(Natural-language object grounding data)
____________

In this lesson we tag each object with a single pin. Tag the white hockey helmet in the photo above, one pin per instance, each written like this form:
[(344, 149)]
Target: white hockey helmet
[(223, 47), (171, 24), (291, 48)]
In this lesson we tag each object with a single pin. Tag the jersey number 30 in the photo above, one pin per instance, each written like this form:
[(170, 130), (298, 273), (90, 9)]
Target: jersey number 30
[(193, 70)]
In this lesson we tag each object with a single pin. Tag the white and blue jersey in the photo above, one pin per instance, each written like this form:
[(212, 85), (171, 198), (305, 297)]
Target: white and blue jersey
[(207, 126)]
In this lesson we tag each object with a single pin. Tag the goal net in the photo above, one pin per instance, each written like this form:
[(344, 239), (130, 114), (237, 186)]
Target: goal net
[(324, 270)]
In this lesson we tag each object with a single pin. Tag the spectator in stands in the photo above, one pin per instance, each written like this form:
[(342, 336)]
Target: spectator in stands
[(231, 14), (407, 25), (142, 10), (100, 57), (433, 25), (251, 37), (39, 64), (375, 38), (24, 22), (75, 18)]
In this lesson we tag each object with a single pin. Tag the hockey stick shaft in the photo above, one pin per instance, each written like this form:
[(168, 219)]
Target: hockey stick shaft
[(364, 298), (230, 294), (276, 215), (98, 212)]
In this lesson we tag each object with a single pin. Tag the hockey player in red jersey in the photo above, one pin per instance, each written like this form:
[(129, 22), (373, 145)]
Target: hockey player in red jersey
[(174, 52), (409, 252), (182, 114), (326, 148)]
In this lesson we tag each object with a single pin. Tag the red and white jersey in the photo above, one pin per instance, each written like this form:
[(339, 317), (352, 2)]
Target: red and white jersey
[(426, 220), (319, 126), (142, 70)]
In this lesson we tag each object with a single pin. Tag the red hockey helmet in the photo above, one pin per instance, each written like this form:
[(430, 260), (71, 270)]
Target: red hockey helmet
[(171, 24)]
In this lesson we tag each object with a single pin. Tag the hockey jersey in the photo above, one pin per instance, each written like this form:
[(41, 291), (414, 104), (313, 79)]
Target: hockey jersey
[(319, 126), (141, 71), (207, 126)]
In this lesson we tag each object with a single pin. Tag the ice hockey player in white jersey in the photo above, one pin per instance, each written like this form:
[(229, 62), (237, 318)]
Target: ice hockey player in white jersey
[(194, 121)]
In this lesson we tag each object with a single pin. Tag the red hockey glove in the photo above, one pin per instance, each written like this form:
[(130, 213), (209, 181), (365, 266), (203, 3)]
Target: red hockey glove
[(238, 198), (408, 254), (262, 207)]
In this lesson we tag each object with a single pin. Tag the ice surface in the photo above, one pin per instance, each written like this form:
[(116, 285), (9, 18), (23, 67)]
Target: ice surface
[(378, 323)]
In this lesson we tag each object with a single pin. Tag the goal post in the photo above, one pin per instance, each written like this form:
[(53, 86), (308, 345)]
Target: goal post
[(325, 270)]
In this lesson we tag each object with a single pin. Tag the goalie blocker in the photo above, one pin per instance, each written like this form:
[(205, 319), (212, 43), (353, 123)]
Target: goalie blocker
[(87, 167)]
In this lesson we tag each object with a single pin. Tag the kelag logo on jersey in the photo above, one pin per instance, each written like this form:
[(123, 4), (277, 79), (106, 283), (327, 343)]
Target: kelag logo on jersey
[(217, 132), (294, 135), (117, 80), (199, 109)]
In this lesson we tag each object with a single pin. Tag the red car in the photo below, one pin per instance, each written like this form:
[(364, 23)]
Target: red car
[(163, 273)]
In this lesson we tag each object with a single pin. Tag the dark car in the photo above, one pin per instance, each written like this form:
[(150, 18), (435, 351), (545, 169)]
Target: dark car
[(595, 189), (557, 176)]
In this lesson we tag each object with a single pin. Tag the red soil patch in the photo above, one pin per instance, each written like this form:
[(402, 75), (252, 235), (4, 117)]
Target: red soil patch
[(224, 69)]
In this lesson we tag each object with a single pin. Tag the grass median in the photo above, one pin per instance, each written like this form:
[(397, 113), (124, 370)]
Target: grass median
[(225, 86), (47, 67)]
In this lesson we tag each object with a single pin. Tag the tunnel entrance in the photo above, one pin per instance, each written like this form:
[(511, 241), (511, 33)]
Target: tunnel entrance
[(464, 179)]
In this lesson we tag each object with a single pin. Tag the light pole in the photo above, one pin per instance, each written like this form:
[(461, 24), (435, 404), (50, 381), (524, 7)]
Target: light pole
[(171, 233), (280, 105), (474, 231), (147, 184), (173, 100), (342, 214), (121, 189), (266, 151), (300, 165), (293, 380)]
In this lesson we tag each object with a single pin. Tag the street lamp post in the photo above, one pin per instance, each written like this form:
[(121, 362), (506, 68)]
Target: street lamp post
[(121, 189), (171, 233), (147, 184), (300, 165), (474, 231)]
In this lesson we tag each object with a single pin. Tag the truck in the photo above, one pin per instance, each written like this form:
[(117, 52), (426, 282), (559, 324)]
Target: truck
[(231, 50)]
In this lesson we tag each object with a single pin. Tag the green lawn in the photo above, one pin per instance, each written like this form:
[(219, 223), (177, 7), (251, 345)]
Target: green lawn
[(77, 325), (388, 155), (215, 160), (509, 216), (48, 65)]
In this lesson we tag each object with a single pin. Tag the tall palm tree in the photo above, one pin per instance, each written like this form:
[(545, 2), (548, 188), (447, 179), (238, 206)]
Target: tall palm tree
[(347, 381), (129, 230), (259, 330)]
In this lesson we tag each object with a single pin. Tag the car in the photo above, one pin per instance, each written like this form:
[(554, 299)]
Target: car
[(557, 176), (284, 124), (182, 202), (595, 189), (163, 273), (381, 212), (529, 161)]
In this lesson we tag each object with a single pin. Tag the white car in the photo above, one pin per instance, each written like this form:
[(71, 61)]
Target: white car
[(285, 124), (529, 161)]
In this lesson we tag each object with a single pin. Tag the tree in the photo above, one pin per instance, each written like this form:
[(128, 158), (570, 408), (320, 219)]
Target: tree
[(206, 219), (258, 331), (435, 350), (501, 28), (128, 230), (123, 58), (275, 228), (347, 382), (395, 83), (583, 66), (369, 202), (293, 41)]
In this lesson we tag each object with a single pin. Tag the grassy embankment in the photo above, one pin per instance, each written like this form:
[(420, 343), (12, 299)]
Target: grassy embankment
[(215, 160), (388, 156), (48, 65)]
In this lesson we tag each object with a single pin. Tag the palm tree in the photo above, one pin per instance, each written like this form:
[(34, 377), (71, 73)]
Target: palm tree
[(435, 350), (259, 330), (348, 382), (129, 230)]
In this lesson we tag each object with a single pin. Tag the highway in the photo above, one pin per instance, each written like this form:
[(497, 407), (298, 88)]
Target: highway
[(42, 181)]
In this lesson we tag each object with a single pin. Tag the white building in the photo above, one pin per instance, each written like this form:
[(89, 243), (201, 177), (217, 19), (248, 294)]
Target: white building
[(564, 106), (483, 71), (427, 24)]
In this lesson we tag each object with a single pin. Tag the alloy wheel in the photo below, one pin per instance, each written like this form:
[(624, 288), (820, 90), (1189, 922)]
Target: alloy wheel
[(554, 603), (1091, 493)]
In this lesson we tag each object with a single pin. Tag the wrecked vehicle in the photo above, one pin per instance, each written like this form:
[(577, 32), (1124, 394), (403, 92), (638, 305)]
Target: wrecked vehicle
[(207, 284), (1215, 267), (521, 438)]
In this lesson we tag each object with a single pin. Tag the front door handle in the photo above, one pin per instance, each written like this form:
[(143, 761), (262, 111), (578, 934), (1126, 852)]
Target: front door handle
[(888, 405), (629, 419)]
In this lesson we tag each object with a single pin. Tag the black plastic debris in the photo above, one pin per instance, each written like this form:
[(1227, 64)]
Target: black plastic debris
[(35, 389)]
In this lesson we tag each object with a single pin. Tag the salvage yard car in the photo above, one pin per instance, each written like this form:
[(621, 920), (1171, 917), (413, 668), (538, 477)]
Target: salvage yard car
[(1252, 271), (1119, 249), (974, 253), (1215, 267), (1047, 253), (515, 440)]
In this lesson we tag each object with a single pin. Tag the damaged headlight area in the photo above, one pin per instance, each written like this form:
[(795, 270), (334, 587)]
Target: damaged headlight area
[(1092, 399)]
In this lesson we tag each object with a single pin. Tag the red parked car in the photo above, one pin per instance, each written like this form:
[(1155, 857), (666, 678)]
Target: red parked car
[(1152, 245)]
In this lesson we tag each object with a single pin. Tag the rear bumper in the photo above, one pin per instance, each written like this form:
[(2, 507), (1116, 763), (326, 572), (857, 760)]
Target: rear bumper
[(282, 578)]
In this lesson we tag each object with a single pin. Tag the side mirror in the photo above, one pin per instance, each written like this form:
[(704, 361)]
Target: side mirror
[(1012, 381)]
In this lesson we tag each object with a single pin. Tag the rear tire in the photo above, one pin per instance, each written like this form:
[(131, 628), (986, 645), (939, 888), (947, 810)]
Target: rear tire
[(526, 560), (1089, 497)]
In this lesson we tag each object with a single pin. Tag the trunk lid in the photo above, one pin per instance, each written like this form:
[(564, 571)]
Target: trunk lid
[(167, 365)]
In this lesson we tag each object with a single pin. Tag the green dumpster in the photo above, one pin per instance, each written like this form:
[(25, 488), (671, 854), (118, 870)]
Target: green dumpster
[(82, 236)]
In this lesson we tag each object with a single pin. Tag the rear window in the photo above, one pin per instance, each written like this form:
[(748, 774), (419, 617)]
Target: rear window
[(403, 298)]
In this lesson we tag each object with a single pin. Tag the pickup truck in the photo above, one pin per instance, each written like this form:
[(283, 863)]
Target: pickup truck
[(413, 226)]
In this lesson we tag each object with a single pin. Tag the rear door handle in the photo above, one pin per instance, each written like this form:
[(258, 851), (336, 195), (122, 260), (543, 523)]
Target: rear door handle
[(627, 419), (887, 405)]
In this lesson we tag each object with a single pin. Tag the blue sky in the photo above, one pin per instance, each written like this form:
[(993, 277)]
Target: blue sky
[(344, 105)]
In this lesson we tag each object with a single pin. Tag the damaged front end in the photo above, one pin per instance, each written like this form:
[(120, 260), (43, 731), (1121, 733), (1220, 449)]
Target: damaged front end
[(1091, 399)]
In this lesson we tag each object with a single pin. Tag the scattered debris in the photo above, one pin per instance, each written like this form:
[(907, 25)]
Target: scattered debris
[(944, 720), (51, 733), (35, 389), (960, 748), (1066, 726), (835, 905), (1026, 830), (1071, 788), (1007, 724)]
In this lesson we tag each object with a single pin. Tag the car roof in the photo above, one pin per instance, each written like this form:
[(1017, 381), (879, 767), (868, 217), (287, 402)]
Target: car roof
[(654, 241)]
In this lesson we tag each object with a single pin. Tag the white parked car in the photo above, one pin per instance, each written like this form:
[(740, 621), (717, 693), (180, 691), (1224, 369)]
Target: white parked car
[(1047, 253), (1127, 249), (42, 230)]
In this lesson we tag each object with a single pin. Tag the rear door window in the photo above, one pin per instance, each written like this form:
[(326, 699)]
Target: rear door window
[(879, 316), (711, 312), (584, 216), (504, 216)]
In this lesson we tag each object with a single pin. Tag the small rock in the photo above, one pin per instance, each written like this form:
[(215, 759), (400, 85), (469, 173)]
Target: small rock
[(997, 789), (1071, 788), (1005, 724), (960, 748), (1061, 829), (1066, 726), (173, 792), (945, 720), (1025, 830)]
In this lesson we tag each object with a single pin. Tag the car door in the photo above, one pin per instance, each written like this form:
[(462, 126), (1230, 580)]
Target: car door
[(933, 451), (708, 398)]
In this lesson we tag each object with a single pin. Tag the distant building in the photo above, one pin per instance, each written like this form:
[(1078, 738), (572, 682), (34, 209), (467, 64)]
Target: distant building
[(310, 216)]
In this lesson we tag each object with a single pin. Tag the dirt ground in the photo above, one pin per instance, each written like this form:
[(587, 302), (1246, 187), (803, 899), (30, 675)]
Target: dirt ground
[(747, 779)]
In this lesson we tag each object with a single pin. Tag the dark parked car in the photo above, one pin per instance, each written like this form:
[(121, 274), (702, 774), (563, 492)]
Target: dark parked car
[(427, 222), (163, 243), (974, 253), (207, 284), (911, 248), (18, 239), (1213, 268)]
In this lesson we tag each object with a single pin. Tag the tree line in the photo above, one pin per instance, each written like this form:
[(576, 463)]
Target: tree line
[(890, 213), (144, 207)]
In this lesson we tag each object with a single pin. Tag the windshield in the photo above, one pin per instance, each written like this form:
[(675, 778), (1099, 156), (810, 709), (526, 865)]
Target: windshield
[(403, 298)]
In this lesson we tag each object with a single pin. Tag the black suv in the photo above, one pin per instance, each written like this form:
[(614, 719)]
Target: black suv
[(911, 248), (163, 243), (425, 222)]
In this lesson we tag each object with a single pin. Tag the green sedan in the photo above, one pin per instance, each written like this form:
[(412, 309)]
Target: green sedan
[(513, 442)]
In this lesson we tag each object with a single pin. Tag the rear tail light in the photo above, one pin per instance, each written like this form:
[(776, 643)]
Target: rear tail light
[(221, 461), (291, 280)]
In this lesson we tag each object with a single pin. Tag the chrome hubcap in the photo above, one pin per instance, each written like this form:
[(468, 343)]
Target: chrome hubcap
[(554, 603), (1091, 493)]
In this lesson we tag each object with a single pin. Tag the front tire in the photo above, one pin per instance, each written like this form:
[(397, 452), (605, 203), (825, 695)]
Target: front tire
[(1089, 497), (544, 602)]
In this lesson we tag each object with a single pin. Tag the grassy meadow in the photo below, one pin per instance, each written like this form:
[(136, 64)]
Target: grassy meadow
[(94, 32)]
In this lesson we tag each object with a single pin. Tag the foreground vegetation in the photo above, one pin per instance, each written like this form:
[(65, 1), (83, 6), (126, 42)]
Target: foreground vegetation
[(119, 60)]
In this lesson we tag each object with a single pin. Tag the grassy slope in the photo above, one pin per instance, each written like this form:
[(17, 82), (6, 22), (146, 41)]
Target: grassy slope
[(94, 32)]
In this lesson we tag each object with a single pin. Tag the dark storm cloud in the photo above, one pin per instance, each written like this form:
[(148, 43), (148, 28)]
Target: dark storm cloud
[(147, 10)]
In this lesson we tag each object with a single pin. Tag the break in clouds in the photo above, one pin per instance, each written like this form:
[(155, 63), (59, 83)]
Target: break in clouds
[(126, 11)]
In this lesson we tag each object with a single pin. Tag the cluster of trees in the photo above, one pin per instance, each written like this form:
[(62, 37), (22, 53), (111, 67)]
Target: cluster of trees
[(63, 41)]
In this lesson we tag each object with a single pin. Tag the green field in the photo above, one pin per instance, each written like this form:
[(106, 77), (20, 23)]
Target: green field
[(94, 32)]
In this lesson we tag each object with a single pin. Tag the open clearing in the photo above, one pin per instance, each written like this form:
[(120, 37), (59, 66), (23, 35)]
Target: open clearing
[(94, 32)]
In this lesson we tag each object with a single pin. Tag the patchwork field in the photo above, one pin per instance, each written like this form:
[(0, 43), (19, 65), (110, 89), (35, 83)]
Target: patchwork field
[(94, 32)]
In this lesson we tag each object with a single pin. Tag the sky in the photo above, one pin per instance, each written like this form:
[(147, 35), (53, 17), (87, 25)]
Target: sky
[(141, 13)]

____________

Pull every line containing "below" from the entries above and copy it.

In this lesson we tag each object with a single pin. Tag the red car in the photo below, one pin per instance, each written like this form:
In this lesson we tag each object with a single pin. Tag the alloy wheel in the photo below, one pin per instance, each written like this form:
In this lesson we tag each object with a single pin. Tag the grassy meadow in the photo below, one pin per instance, each written like this form:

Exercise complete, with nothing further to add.